Transcribe the data exactly, omitting whatever pictures it holds.

[RAW DATA — start]

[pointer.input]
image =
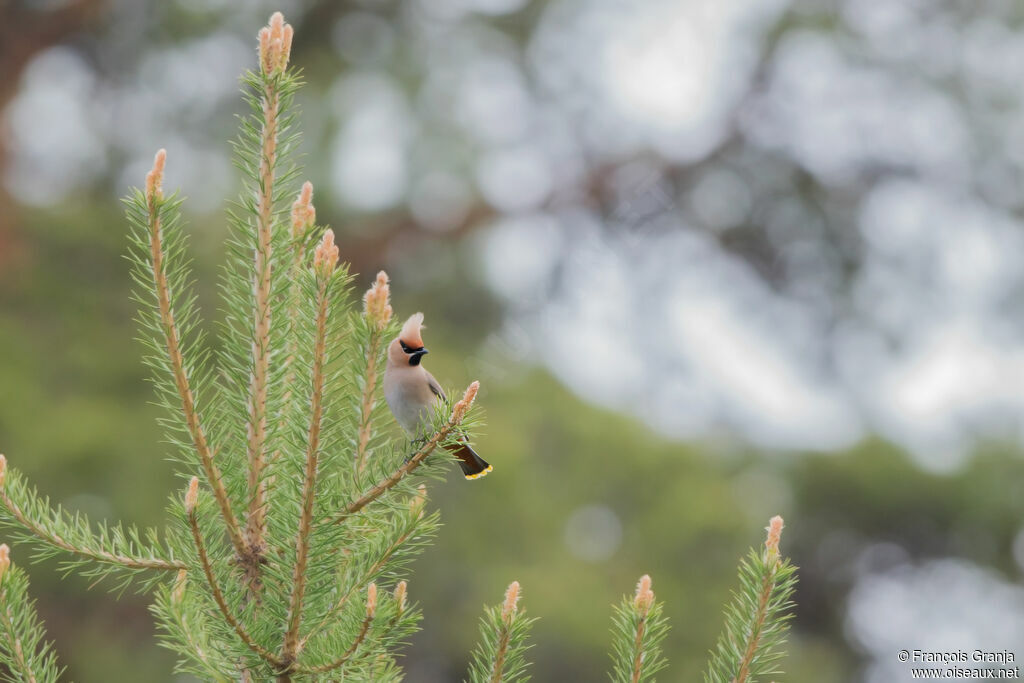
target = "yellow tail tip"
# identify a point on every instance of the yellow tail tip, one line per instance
(481, 473)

[RAW DATA — finish]

# PROBLEM SOLUTION:
[pointer.input]
image =
target = "yellow tail tip"
# identify a point on every instance of the yellow tail tip, one line per instance
(481, 473)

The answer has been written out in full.